» **Verilen metin**:
————————
Bunlar eski dayanışma mekânları, aslında. Devlet politikalarından, gündelik yaşamın alışkanlıklarına kadar uzanan bir aksda, yavaş yavaş yok olmaktalar. Sendikalar, işçi kahveleri, gecekondu önleri, bahçe sinemaları, çay bahçeleri, semt pazarları yerlerini hiçbir yere bırakıyor. Kapitalizmin üretimi toplumsallaştıran pratiği toplumsallaşan üretimin diğer ilişkileri de toplumsallaştırmasını engelleyememişti. Bu da bahsettiğimiz kendiliğinden dinamikleri, mekânın, yaşamın, işçi sınıfının bizatihi kendini yeniden ürettiği, dayanışma mekânizmalarını güçlendirdiği, deneyimin dinamiğinden örgütlü hareketlere doğru uzanan bir tarihi beraberinde getirmişti. Emperyalizmin şimdi tanıklık etmekte olduğumuz bu aşaması, aslında sadece geleneksel mekândan rahatsız olmuyor, boşu boşuna yeni haritalar çizip durmuyor, dünya kentlerinin bu sınıf ayrımlarını kalın hatlarla çizişi boşuna değil gibi. Güvenlik takıntısının, eski ve geleneksel (modernist) karşıtlığının ve eskiye ait mekânların ve tema parklarıyla televizyona dönüşmüş yeni kentin ardında, birbiriyle içiçe geçmiş birkaç temel öncül var gibi. Öncelikle, belki daha net bir kez daha önerelim, emperyalizmin hızlı, esnek ve mesafeleri eritmiş, sınırları aşmış ve acımasız üslûp yenilemesi üretimin toplumsallaşmasını istemiyor. Ve eğer böyleyse, üretimi iş mekânından, emekçileri yanyana getiren ölçekteki düzenlemelerden ayırması gerekiyor. Böylece, üretimin aslî araçlarından insan emeği, birlikte üretme deneyiminden soyutlandığı için, üretim süreci içinde hem kendinde, hem kendi için edineceği sınıf bilincini kazanmanın koşullarından mahrûm kalıyor. İşçi sadece emeğine yabancılaşmıyor; emeğini çevreleyen şeylere ve bunlar arasında kendi yaşamına da yabancılaşmaya başlıyor. Üretimin toplumsallıktan arındırıldığı iş ve yaşam mekânlarında, birey, ne kendini, ne yaşamı, ne toplumsallığını, ne bu toplumsallığın mekânlarını, ne de birlikteliğinin diğer üretim biçimlerini üretemez hale geliyor.
————————
» **Veri alıntıları**:
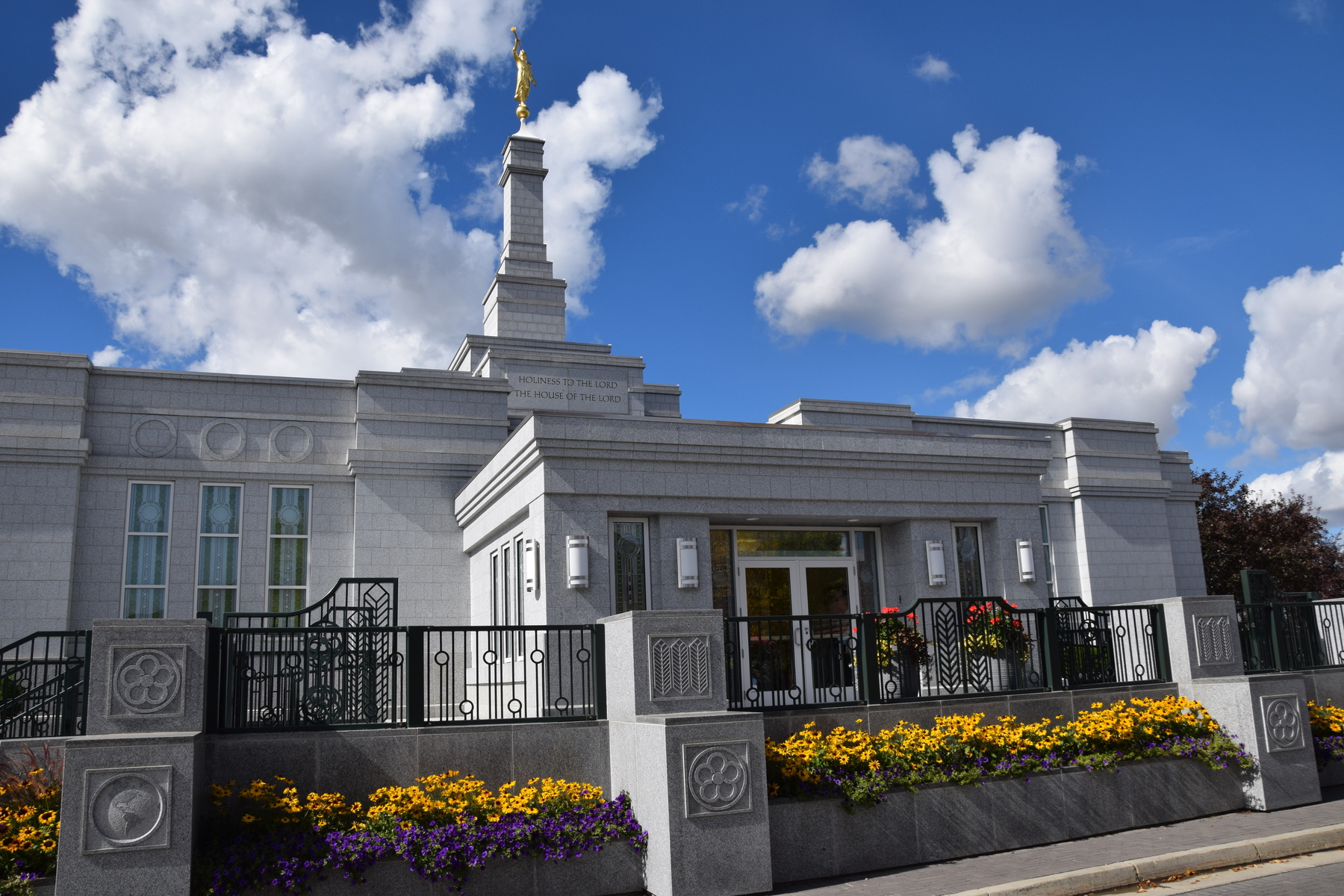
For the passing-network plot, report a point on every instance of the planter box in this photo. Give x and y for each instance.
————————
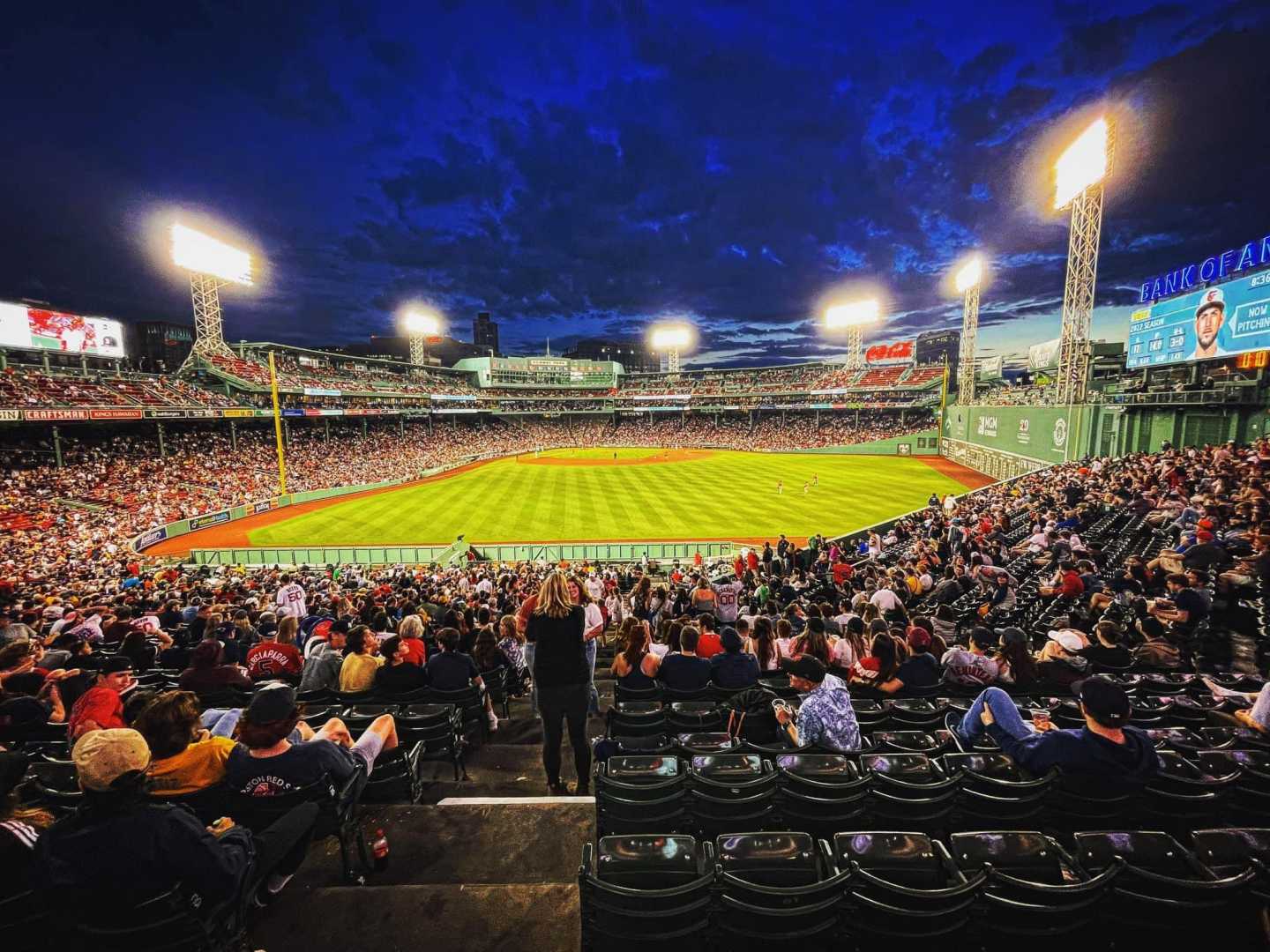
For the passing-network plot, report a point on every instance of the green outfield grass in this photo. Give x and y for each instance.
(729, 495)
————————
» **Yazılı talep**:
Dayanışma mekânlarının yok oluşunu ele alan metnin tamamını hiçbir değişiklik yapmadan yeniden yazın. Yalnızca metinden yararlanın.

» **Görevin yanıtı**:
Bunlar eski dayanışma mekânları, aslında. Devlet politikalarından, gündelik yaşamın alışkanlıklarına kadar uzanan bir aksda, yavaş yavaş yok olmaktalar. Sendikalar, işçi kahveleri, gecekondu önleri, bahçe sinemaları, çay bahçeleri, semt pazarları yerlerini hiçbir yere bırakıyor. Kapitalizmin üretimi toplumsallaştıran pratiği toplumsallaşan üretimin diğer ilişkileri de toplumsallaştırmasını engelleyememişti. Bu da bahsettiğimiz kendiliğinden dinamikleri, mekânın, yaşamın, işçi sınıfının bizatihi kendini yeniden ürettiği, dayanışma mekânizmalarını güçlendirdiği, deneyimin dinamiğinden örgütlü hareketlere doğru uzanan bir tarihi beraberinde getirmişti. Emperyalizmin şimdi tanıklık etmekte olduğumuz bu aşaması, aslında sadece geleneksel mekândan rahatsız olmuyor, boşu boşuna yeni haritalar çizip durmuyor, dünya kentlerinin bu sınıf ayrımlarını kalın hatlarla çizişi boşuna değil gibi. Güvenlik takıntısının, eski ve geleneksel (modernist) karşıtlığının ve eskiye ait mekânların ve tema parklarıyla televizyona dönüşmüş yeni kentin ardında, birbiriyle içiçe geçmiş birkaç temel öncül var gibi. Öncelikle, belki daha net bir kez daha önerelim, emperyalizmin hızlı, esnek ve mesafeleri eritmiş, sınırları aşmış ve acımasız üslûp yenilemesi üretimin toplumsallaşmasını istemiyor. Ve eğer böyleyse, üretimi iş mekânından, emekçileri yanyana getiren ölçekteki düzenlemelerden ayırması gerekiyor. Böylece, üretimin aslî araçlarından insan emeği, birlikte üretme deneyiminden soyutlandığı için, üretim süreci içinde hem kendinde, hem kendi için edineceği sınıf bilincini kazanmanın koşullarından mahrûm kalıyor. İşçi sadece emeğine yabancılaşmıyor; emeğini çevreleyen şeylere ve bunlar arasında kendi yaşamına da yabancılaşmaya başlıyor. Üretimin toplumsallıktan arındırıldığı iş ve yaşam mekânlarında, birey, ne kendini, ne yaşamı, ne toplumsallığını, ne bu toplumsallığın mekânlarını, ne de birlikteliğinin diğer üretim biçimlerini üretemez hale geliyor.